Stated problem: Extract every line from the records below that contains the string "space", treating uppercase and lowercase as distinct. Copy each matching line in full.

Provided records:
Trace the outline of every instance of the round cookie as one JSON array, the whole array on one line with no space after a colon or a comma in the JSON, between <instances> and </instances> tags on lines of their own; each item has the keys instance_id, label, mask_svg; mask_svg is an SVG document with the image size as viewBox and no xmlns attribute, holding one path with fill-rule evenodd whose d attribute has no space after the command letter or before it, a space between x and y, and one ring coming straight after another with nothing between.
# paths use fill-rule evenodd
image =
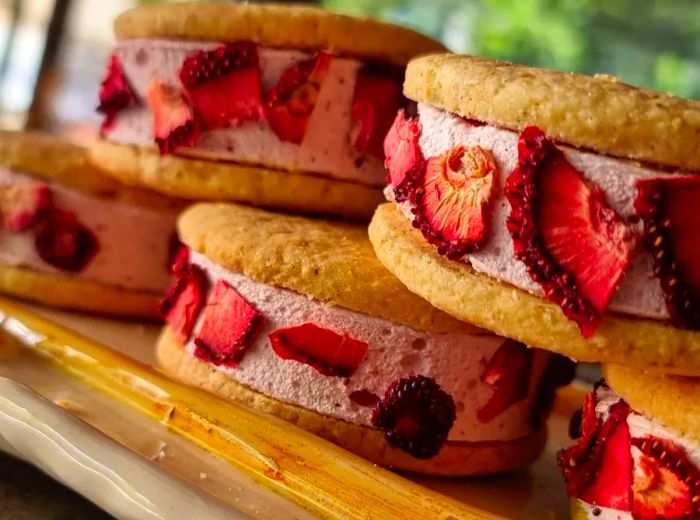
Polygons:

* * *

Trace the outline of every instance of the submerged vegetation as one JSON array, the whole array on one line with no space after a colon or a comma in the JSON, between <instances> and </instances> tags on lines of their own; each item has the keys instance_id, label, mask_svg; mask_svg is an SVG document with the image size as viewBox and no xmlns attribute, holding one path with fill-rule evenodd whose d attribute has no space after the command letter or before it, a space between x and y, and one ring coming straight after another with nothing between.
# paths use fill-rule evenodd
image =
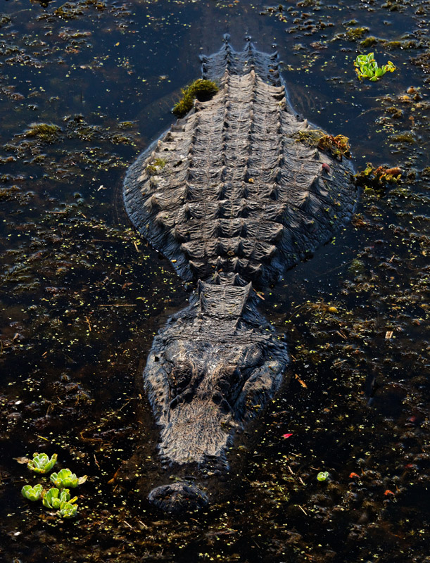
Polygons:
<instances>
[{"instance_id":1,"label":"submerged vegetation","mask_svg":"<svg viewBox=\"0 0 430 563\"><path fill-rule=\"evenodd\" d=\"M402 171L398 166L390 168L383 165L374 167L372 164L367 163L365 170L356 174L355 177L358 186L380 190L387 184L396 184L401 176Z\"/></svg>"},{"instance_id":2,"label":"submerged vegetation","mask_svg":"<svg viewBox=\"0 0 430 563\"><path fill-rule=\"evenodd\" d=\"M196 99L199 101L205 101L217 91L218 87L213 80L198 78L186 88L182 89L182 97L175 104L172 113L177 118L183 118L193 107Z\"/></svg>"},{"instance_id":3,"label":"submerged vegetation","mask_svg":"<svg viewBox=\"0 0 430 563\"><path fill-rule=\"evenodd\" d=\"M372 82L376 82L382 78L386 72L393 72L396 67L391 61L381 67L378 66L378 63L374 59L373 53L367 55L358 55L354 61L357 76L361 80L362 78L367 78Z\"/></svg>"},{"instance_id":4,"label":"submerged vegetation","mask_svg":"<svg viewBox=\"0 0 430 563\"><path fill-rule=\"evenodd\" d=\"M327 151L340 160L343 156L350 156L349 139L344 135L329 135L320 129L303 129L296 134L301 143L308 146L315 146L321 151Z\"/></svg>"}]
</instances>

Written response:
Trace the outline of every instance of the round cookie as one JSON array, the whole array on one line with no space after a colon or a comma in the JSON, between <instances> and </instances> tags on lines of their own; each item has the keys instance_id, label, mask_svg; mask_svg is an SVG document with the image size as viewBox and no xmlns attribute, holding one path with fill-rule evenodd whose d attribute has no space after the command letter or before it, a space between x and y, and one ring coming straight after another with nothing between.
Trace the outline of every instance of the submerged vegetation as one JSON array, the whole array on one line with no space after a colon or a comma in the JSON, between <instances> and </instances> tags on lines of their own; each item has the keys instance_id, label, mask_svg; mask_svg is an SVG document with the image size as viewBox and no xmlns attribute, holding one path with fill-rule evenodd whose d attribute has no space after the command letter or before it, a space between x and y, and one ring coming straight after another with nothing between.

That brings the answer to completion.